== What to work on ==
Everything from the line with "Consider the photo above. For every instance of the black gravel" to the end of the data should be restated word for word, and nothing before it.

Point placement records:
========================================
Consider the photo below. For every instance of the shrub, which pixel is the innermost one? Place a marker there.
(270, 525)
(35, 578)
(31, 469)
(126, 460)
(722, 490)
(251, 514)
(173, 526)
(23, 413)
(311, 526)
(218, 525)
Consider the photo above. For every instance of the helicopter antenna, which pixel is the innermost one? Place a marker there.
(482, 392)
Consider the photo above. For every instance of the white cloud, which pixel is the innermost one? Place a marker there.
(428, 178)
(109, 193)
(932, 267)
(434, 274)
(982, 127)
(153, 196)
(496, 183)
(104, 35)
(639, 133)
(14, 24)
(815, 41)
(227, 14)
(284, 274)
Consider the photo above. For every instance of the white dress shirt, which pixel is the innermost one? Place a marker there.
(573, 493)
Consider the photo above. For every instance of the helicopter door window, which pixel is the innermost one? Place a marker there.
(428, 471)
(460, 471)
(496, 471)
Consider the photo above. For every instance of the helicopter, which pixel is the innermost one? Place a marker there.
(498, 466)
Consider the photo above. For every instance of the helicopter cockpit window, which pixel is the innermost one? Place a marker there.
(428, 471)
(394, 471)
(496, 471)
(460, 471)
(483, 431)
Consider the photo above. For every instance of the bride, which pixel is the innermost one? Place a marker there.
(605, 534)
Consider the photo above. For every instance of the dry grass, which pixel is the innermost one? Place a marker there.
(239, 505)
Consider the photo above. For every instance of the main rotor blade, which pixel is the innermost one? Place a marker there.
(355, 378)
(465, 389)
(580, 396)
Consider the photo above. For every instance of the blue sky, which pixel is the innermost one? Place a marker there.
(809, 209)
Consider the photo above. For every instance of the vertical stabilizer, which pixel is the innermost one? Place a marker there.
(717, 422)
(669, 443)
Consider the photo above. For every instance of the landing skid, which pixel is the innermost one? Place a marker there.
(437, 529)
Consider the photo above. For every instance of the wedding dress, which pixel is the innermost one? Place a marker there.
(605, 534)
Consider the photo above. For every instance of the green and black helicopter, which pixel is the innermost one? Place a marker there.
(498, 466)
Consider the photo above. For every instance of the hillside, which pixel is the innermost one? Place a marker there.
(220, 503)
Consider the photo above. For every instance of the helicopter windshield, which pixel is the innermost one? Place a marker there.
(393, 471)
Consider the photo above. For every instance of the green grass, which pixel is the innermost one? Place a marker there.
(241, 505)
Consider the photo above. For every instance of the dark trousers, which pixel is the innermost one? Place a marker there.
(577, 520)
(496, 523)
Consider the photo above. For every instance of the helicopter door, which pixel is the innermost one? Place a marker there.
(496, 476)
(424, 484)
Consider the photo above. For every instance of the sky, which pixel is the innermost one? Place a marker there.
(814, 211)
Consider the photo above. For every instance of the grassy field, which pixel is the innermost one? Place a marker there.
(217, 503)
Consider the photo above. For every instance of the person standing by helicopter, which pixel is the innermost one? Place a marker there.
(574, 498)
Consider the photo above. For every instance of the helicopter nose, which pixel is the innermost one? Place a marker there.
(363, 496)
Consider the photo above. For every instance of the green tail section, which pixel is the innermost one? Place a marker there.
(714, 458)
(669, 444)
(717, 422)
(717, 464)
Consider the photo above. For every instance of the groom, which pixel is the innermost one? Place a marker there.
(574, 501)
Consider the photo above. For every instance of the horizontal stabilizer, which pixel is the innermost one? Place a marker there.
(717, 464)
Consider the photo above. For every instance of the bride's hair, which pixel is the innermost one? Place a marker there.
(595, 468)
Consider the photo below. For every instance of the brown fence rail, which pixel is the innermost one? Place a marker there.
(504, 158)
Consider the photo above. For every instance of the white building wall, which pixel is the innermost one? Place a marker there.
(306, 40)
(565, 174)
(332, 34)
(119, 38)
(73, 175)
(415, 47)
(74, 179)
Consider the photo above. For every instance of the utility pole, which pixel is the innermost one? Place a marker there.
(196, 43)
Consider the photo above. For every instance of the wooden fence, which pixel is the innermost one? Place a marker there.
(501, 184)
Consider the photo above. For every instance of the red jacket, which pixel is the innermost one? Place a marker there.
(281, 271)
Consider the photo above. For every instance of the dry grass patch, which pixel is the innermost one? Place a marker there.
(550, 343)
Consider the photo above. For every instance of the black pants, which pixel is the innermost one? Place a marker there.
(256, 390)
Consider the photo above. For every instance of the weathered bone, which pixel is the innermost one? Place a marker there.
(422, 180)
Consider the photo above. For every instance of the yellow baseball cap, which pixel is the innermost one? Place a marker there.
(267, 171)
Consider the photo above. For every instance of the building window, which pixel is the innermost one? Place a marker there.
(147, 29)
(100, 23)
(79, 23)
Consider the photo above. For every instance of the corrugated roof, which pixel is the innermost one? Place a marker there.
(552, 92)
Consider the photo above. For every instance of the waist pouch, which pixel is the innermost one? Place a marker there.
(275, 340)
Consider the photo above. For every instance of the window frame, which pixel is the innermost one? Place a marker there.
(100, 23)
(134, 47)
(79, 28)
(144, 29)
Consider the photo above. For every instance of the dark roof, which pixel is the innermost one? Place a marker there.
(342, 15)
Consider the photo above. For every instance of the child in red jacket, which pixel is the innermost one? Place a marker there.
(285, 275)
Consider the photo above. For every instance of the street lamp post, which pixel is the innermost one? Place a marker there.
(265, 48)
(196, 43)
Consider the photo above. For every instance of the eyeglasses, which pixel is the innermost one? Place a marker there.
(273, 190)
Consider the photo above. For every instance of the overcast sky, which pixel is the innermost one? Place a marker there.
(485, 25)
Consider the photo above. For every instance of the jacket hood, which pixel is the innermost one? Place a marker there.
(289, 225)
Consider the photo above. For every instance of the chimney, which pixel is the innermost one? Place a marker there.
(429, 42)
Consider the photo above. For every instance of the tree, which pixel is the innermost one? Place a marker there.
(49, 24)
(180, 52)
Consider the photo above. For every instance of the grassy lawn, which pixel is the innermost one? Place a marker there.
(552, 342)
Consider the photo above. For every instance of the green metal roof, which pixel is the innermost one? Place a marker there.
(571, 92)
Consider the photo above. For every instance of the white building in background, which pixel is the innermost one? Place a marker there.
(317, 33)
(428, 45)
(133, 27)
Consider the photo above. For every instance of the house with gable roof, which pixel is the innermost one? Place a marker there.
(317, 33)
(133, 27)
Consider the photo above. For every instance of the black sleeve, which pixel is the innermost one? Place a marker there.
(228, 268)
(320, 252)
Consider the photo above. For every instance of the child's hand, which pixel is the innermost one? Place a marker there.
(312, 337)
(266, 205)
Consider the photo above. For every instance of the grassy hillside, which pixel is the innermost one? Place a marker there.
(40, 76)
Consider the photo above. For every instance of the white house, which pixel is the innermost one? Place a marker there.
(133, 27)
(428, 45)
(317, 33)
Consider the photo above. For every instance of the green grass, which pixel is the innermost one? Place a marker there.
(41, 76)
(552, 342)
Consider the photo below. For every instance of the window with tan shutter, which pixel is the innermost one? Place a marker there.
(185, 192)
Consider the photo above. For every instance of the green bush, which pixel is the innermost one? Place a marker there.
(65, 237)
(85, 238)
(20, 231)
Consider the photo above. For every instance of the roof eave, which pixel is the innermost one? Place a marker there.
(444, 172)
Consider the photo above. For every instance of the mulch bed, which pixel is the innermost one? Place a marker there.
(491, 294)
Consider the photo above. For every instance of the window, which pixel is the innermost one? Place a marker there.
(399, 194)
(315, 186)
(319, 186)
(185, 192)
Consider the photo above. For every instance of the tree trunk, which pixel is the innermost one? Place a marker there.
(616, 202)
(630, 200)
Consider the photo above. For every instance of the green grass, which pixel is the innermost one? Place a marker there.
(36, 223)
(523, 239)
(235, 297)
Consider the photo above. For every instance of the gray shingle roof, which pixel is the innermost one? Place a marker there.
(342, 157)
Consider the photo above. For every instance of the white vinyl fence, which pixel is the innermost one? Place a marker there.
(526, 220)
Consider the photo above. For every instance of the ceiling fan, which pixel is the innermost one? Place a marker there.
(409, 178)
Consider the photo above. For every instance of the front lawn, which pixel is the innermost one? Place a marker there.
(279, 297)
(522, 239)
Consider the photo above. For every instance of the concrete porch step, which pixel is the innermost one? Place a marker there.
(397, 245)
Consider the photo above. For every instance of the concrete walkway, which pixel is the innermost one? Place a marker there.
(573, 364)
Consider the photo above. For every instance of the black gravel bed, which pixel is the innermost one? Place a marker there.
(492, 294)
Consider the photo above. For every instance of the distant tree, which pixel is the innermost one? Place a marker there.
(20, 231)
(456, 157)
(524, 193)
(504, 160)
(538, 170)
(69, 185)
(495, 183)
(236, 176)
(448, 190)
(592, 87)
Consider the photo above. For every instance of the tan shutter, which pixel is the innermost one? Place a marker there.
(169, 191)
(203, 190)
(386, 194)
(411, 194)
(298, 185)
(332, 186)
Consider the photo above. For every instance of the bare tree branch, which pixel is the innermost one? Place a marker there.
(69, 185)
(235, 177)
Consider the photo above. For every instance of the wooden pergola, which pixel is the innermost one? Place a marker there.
========================================
== Task solution ==
Consider the photo above. For every instance of the black gravel bed, which pixel is the innermost one? Place a marker there.
(492, 294)
Consider the photo above. For every instance of the distant tree, which pixel is the innermost one? Place a marker there.
(20, 231)
(456, 157)
(524, 193)
(504, 160)
(538, 170)
(69, 185)
(495, 183)
(236, 176)
(448, 190)
(592, 87)
Consider the photo above. For every instance of the tan shutter, which pixel is the innermost one? Place a marker there.
(169, 191)
(203, 190)
(386, 194)
(411, 194)
(298, 185)
(332, 186)
Consider the photo above. For every instance of the bare tree branch, which pixel is the innermost one? Place a marker there.
(69, 185)
(235, 177)
Consider the photo above. For every instance of the wooden pergola, which pixel is the innermost one? Place a marker there.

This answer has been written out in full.